Photo-based point labeling data
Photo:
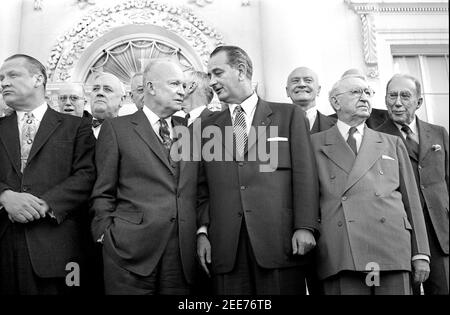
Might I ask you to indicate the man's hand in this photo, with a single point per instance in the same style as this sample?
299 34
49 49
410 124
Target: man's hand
421 270
23 207
302 242
204 252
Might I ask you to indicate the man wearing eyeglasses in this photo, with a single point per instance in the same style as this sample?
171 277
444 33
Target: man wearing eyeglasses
71 99
372 232
427 146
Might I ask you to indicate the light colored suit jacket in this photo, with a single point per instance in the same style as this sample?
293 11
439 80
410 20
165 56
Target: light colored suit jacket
370 207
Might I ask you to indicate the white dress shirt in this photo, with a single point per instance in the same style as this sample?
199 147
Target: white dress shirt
358 135
38 114
154 122
248 107
311 114
195 113
414 129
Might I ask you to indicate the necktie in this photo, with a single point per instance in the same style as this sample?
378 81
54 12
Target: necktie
410 142
165 133
29 130
240 130
351 140
97 122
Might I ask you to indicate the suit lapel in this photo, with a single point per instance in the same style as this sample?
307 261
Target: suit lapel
9 136
337 150
48 125
369 152
260 122
222 121
424 139
145 131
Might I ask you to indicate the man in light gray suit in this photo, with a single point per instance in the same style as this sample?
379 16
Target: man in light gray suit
371 218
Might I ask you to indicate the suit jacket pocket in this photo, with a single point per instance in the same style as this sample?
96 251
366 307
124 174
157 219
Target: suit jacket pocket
407 224
129 215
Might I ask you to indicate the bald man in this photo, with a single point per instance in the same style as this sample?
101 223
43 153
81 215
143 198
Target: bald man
144 202
108 94
71 99
302 88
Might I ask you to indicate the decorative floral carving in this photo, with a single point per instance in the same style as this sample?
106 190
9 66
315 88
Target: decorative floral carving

EXERCISE PROMPT:
Each line of the data should be quoted exactly, with pictures left out.

TASK ANSWER:
Photo:
Might I ask you to indicate the man's hand in this photo, with a single point per instance in the same style as this sample?
299 34
49 49
410 124
Target: man's hand
421 270
23 207
302 242
204 252
Might I ask you to indicate the man wearing eyeglasses in this photo, with a single point per instance in the same style as this sample?
171 277
444 33
Target: man wearing eyeglasses
71 99
372 232
427 146
Might I ask you to indicate the light colored suit jacket in this photo, with a single point per instance in the same style as this sample?
293 11
439 80
410 20
165 56
Target: light colored suit jacket
370 207
Might I ask you to indicate the white dress shirt in this photo, with a single point per instance in the same style as this sample?
199 147
Target: white dress shirt
358 135
38 114
154 122
248 107
311 114
195 113
414 129
Might I ask you to indicate the necktie in this photo, with a single point per instance in the same style as this sample?
378 81
54 12
Target: necktie
410 142
165 133
29 130
240 130
351 140
97 122
Might I ask you to indicate the suit lapel in this photo, with a single point per instance in the same style as this sample?
307 261
Target: suit lapel
9 136
337 150
48 125
369 152
260 122
222 121
424 139
145 131
Might I ask you to indicate the man in light gray suit in this photo, with a single point per instance in the same style as this sample?
379 16
Target: man in light gray suit
371 218
Might I ask you to indicate the suit jacket pocket in this photo, with a single point per instance in the same style as this sample?
96 251
366 307
124 174
157 219
Target: suit jacket pocket
407 224
129 215
Might I ask you to indicate the bald man in this photo, with a single point per instance in the same style as this sample?
101 223
43 153
81 215
143 198
Target: bald man
144 202
108 94
71 99
302 88
Might I ask you to indicate the decorative floral carving in this photo, with a single point per instance in the same style as this sample?
106 190
9 66
315 88
Target: decorative floral carving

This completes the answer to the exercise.